Brief - Repeat every line of the records below word for word, with nothing added or left out.

## start Input records

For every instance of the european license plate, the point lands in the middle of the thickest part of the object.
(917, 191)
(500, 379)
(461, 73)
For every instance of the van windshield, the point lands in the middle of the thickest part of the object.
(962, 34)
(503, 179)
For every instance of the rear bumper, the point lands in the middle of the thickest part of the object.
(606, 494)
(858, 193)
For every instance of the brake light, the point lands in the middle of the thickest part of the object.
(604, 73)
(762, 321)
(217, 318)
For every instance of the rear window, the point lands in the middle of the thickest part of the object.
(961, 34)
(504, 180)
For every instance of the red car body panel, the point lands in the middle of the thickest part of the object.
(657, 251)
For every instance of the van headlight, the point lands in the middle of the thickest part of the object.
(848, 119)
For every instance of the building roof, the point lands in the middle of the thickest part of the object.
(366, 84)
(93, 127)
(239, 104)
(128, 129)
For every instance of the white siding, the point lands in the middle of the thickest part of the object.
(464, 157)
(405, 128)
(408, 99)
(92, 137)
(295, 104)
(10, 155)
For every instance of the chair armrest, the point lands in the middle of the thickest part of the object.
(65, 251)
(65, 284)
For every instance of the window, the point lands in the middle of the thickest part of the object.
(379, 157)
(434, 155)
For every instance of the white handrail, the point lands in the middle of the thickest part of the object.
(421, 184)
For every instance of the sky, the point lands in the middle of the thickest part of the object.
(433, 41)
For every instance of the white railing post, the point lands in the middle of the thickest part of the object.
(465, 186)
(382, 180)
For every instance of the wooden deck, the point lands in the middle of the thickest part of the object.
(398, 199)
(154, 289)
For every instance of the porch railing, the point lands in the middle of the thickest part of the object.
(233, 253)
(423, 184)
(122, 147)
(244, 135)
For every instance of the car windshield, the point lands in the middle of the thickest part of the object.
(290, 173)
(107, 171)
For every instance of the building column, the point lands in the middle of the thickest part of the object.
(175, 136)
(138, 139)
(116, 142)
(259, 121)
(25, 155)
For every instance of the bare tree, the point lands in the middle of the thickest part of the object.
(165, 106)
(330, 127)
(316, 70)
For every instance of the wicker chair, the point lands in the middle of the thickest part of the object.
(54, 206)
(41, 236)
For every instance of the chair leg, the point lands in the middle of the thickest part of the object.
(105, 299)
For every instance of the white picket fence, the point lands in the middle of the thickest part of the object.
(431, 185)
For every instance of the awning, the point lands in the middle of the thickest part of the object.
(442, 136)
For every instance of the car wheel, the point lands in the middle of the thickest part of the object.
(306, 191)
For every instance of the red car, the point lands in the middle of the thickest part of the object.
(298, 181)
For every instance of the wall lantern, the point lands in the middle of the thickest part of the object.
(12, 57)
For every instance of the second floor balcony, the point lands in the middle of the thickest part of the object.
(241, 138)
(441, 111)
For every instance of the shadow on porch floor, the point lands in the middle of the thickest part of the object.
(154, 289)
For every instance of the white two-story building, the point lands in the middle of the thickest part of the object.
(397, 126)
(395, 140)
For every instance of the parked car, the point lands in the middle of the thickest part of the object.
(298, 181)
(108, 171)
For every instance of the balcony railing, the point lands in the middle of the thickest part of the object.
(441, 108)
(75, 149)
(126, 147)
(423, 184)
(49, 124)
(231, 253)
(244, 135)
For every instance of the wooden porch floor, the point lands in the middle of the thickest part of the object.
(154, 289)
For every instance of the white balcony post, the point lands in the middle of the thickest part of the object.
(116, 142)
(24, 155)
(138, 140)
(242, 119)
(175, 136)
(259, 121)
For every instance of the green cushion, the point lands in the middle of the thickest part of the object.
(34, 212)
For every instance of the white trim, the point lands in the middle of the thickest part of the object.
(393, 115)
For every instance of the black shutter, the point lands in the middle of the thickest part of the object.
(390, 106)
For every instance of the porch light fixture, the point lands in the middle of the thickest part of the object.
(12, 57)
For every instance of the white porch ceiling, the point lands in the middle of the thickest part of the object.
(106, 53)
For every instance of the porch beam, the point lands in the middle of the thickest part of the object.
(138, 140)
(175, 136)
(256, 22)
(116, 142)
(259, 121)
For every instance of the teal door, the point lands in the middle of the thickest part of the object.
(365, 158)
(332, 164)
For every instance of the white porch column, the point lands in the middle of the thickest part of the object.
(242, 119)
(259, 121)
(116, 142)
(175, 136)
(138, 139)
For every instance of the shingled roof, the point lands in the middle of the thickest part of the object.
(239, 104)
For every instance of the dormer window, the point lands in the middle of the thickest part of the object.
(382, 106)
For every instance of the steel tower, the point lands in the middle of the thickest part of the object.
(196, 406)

## end Input records

Full response -
For every instance of the european license plate, the point lands in the middle of the thickest part of the object.
(917, 191)
(500, 379)
(461, 73)
For every instance of the van windshield, the point lands in the middle of the thickest part of the object.
(962, 34)
(503, 179)
For every instance of the rear bumper, the point lands in the middle of the thickest part of the object.
(606, 494)
(858, 193)
For every instance of the brake light, the point lands in the middle of the thickest part of the object.
(604, 73)
(762, 321)
(217, 318)
For every instance of the rear window, the point lands in the middle of the thickest part of the object.
(961, 34)
(504, 180)
For every instance of the red car body panel, the point lands in the middle of the thickest part of the object.
(657, 251)
For every instance of the van headlight, the point lands in the middle of the thickest part of the object.
(848, 119)
For every instance of the building roof, the point lands in the middle of the thickest part of the object.
(366, 84)
(93, 127)
(239, 104)
(128, 129)
For every instance of the white siding, the point lands in the middle of the thickest part of the object.
(464, 157)
(405, 128)
(408, 99)
(92, 137)
(295, 104)
(10, 155)
For every instance of the chair armrest, the point lands in the middle of the thickest part of the object.
(65, 251)
(65, 284)
For every instance of the window, the point lands in the middle of the thickest part of the object.
(379, 157)
(434, 155)
For every instance of the white handrail, the point lands in the middle of the thickest part of the object.
(421, 184)
For every instance of the sky, the point lands in the middle of the thickest part of the object.
(433, 41)
For every instance of the white railing post, the point lands in the middle of the thickest part of the object.
(465, 186)
(382, 180)
For every instance of the wooden deck, the point lands in the middle of the thickest part of the object.
(398, 199)
(154, 289)
For every instance of the porch railing, the point lands in the middle of the thickest part of the object.
(233, 253)
(423, 184)
(122, 147)
(244, 135)
For every instance of the car windshield, the point lands in the middle of the thickest part of the object.
(290, 173)
(107, 171)
For every instance of the building column, the point lands in the middle of the thickest part of the object.
(175, 136)
(138, 139)
(116, 142)
(259, 121)
(25, 155)
For every instance of the bare tree, the point lands in the middle of the thickest part of the object.
(165, 106)
(330, 127)
(316, 70)
For every instance of the wicker chair, the point lands in the middle of the thickest part of the object.
(54, 206)
(41, 236)
For every instance of the chair leg, the point lands in the middle of the thickest part of the object.
(105, 299)
For every instance of the white picket fence, the point lands in the middle of the thickest part of the object.
(431, 185)
For every instance of the awning, the point lands in the middle of the thickest part of the object.
(442, 136)
For every instance of the car wheel, the point lands in the middle of the thickest part of the object.
(306, 191)
For every instance of the red car, the point lands in the middle of the thickest part of the object.
(298, 181)
For every instance of the wall lantern, the point lands in the middle of the thickest part of the object.
(12, 57)
For every instance of the second floor balcony, the point lands in the middle of the thickest part of the object.
(241, 138)
(441, 111)
For every instance of the shadow on porch floor, the point lands in the middle of the thickest part of the object.
(154, 289)
For every instance of the white two-story building, the point lands in the middle of the thickest part of the object.
(397, 126)
(395, 140)
For every instance of the parked car, the point lands in the middle of the thickest part of the object.
(298, 181)
(108, 171)
For every instance of the balcony railing, the point lands in the middle of the thickest part of the object.
(441, 108)
(75, 149)
(126, 147)
(423, 184)
(49, 124)
(231, 253)
(244, 135)
For every instance of the wooden porch floor, the point lands in the middle of the thickest part of the object.
(154, 289)
For every instance of the white balcony post, the point lands in the middle of the thickest part of the object.
(116, 142)
(24, 155)
(138, 140)
(242, 119)
(175, 136)
(259, 121)
For every instance of the green cushion, the point lands in the middle of the thickest part of the object.
(34, 212)
For every instance of the white trim, the point lands in the middle of the thickest part of the object.
(393, 115)
For every instance of the black shutter, the point lands in the middle of the thickest part of the object.
(390, 106)
For every instance of the porch light fixture, the point lands in the middle of the thickest part of the object.
(12, 57)
For every instance of the white porch ceiling, the point lands in the middle of the thickest part of the object.
(106, 53)
For every instance of the porch beam, the point lands in the middle of the thickest part of the object.
(138, 140)
(175, 136)
(256, 22)
(116, 142)
(259, 121)
For every instance of the teal door, the point lands in the middle of the thickest part of the object.
(365, 158)
(332, 164)
For every instance of the white porch column, the point lands in the middle of the thickest part of the object.
(242, 119)
(259, 121)
(116, 142)
(175, 136)
(138, 139)
For every instance of the shingled roof, the point lands in the middle of the thickest part of the object.
(239, 104)
For every instance of the dormer window, the point lands in the middle of the thickest part of the object.
(382, 106)
For every instance of the steel tower, the point lands in the middle of the thickest part of the object.
(196, 406)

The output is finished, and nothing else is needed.